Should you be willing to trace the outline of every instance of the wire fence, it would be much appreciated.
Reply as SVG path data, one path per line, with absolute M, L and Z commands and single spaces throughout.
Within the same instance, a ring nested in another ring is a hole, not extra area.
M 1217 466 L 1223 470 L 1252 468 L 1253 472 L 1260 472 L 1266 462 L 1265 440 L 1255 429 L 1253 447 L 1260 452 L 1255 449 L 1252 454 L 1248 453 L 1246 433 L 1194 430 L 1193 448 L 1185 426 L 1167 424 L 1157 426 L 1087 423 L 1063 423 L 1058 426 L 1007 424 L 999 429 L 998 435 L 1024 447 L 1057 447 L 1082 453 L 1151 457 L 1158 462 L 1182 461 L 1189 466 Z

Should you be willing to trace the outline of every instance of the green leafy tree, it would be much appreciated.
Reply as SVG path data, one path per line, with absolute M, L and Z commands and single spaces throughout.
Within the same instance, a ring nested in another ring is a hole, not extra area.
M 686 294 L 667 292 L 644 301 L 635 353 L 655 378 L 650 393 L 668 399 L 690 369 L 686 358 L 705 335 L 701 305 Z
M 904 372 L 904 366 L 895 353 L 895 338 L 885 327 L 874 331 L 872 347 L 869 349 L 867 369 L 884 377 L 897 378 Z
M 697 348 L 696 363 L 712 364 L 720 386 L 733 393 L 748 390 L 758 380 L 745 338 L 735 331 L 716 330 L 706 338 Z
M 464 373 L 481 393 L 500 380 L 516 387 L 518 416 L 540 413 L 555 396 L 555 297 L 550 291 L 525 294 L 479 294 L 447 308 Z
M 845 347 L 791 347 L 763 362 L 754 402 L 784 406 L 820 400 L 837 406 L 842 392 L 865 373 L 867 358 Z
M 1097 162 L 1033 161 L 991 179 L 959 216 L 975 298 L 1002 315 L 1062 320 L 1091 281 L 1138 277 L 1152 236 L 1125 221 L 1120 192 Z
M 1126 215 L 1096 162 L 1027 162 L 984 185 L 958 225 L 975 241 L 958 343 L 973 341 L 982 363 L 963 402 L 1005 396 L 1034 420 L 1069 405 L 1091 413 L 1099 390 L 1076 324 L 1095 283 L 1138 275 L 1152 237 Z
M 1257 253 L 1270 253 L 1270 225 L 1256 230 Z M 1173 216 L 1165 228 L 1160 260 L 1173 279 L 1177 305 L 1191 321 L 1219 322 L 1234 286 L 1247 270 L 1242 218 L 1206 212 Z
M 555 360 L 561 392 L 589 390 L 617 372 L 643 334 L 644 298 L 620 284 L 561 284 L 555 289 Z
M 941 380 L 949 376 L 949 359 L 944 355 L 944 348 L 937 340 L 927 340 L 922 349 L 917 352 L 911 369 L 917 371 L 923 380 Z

::::

§ What is needed
Please copy everything from the start of the records down to the line containing "M 1217 466 L", both ends included, and leave all text unchanged except the coordinates in the answers. Scale each of those coordinates by 0.2 and round it to a whole number, with halves rounding up.

§ Solved exercise
Should you be willing to trace the outline of every instance of the wire fence, it would be much appreciated.
Reply as SVG path data, one path per line, with absolute M, L and Z commands and single spaces throughout.
Within the same instance, a ring nested in another ring is a hole, not extra area.
M 243 93 L 245 94 L 250 94 L 251 94 L 252 94 L 253 92 L 253 88 L 251 86 L 251 89 L 252 90 L 251 90 L 250 91 L 250 91 L 249 87 L 239 86 L 239 90 L 237 85 L 233 85 L 231 85 L 217 85 L 213 85 L 212 85 L 201 85 L 200 86 L 200 87 L 205 89 L 211 89 L 216 91 L 230 91 L 232 92 L 236 92 L 238 93 Z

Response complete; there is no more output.